**Page extract**
▼

Lehmann Maupin is pleased to present Balance Fountain, New York-based multidisciplinary artist Nari Ward's first solo exhibition in London. The exhibition precedes a major European museum exhibition to be announced in the coming months. Adopting a distinctly spiritual approach, _Balance Fountai_n probes the unseen forces that shape both unique cultures and global society, exposing ritual as a structural artistic device. The presentation features a series of new copper panel works, a selection of sculptures, and a large-scale floor installation, each composed of objects adjacent to ceremonial practice or devotional behaviour.
Ward is best known for his wall- and installation-based sculptural works created from materials frequently found and collected throughout Harlem, his longtime neighbourhood. The artist combines these materials to re-contextualise their original meanings, creating assemblage works that confront complex social and political realities (often surrounding race, migration, democracy, and community) through literal and metaphorical juxtaposition. Materially specific but intentionally ambiguous in their signification, Ward's works encourage the viewer to explore many possible interpretations.
Installed in the centre of the gallery are two sculptures, whose individual construction and mutual interaction explore the restorative possibilities of communal gathering. Balance Fountain (2013—2014) recalls a wheelbarrow overflowing with mysterious cargo. Strands of silver shade cloth, enormous golden mango seeds, and long metal window balances exceed the confines of an antique barrel. Freed from performing their crucial mechanical function, Ward's window balances suggest an array of metaphorical resonances. If a window is used to see, then a window balance is a purveyor of vision. Essential to this operation is a typically hidden cross-shaped spring that allows windows to be raised or lowered with ease. In Balance Fountain, these crosses proliferate to create a spray of delicate crucifixes extending from a base of luminous seeds. In both title and material, Balance Fountain is a meditation on equilibrium, potentiality, and the promise of insight if only you can strike the right balance.
Balance Fountain sits atop a new floor installation titled _Groundin' Visible _(2023), which is composed of bricks overlaid with a sheet of copper. Ward has long been drawn to copper as an artistic medium for both its energetic properties and its many cultural associations with medicine and healing. In Groundin' Visible, the copper surface is imprinted with the indexical traces of sundry objects. The delicate outlines of prayer beads and rosaries appear alongside the visually resonant yet significantly opposing symbols of the Union Jack and the Congolese Cosmogram. Ward also includes the imprints of eight fan blades, which hold dual resonance in Groundin' Visible as a practical appliance and as a metaphor for the invisible movement of the Spirit. Recalling this animation, Groundin' Visible is conceived as a pedestal for hosting other activity. Several performances will take place during the run of the exhibition, where participants will engage Balance Fountain and Groundin' Visible in a ceremonial manner that explores communal introspection.

▲

Referring expression grounding data:

▼

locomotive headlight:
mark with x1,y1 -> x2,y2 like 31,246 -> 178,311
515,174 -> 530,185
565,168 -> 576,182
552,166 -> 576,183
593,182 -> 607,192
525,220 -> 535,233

▲

**Directions for this task**
Can you give everything in the exhibition announcement from "Lehmann Maupin is" down to "or devotional behaviour.", swapping "London" for "Paris"?

**Answer to this task**
Lehmann Maupin is pleased to present Balance Fountain, New York-based multidisciplinary artist Nari Ward's first solo exhibition in Paris. The exhibition precedes a major European museum exhibition to be announced in the coming months. Adopting a distinctly spiritual approach, _Balance Fountai_n probes the unseen forces that shape both unique cultures and global society, exposing ritual as a structural artistic device. The presentation features a series of new copper panel works, a selection of sculptures, and a large-scale floor installation, each composed of objects adjacent to ceremonial practice or devotional behaviour.